§ **EXERCISE GOAL**: Would you please copy each line of the data in which the string "uniform" occurs?

++++++++++++++++++++

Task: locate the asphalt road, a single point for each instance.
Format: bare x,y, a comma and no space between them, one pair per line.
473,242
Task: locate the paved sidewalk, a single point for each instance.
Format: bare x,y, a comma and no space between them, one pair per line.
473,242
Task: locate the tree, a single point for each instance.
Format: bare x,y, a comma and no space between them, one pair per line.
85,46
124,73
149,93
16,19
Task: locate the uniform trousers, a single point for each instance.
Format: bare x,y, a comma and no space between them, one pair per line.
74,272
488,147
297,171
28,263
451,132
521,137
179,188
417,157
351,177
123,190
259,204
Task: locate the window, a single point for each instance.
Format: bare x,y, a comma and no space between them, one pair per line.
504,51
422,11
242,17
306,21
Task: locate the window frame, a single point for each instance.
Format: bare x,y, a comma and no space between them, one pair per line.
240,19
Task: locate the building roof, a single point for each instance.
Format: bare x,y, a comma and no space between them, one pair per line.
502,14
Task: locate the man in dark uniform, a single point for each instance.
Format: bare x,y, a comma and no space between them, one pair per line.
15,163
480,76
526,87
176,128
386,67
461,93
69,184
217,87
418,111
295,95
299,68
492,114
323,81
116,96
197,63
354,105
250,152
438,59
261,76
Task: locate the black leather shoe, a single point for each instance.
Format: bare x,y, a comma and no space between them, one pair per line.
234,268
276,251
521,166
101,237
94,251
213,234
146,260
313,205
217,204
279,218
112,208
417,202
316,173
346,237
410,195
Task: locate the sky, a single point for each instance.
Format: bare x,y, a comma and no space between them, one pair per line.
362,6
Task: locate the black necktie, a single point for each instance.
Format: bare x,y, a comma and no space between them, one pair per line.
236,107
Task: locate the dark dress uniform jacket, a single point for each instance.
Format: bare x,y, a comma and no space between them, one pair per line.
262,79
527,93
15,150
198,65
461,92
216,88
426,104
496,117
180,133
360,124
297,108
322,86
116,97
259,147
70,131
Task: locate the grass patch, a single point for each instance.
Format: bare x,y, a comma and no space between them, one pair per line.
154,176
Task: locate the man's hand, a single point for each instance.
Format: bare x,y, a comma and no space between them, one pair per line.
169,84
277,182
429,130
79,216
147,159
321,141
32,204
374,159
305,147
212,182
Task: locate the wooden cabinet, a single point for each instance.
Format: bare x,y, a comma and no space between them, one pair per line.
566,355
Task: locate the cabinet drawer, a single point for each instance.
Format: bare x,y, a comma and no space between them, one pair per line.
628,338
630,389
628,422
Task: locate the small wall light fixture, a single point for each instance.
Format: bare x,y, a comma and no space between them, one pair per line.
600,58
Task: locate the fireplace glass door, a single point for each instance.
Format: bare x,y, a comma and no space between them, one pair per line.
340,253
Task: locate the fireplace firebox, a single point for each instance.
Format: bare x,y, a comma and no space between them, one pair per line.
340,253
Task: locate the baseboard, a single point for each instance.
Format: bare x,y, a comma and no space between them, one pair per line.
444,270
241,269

++++++++++++++++++++

§ **ANSWER SPACE**:
Task: locate the uniform trousers, a single point for each instance.
Task: locate the man in dark uniform, a single point for each instance.
Task: locate the dark dress uniform jacket, a single point for each instance.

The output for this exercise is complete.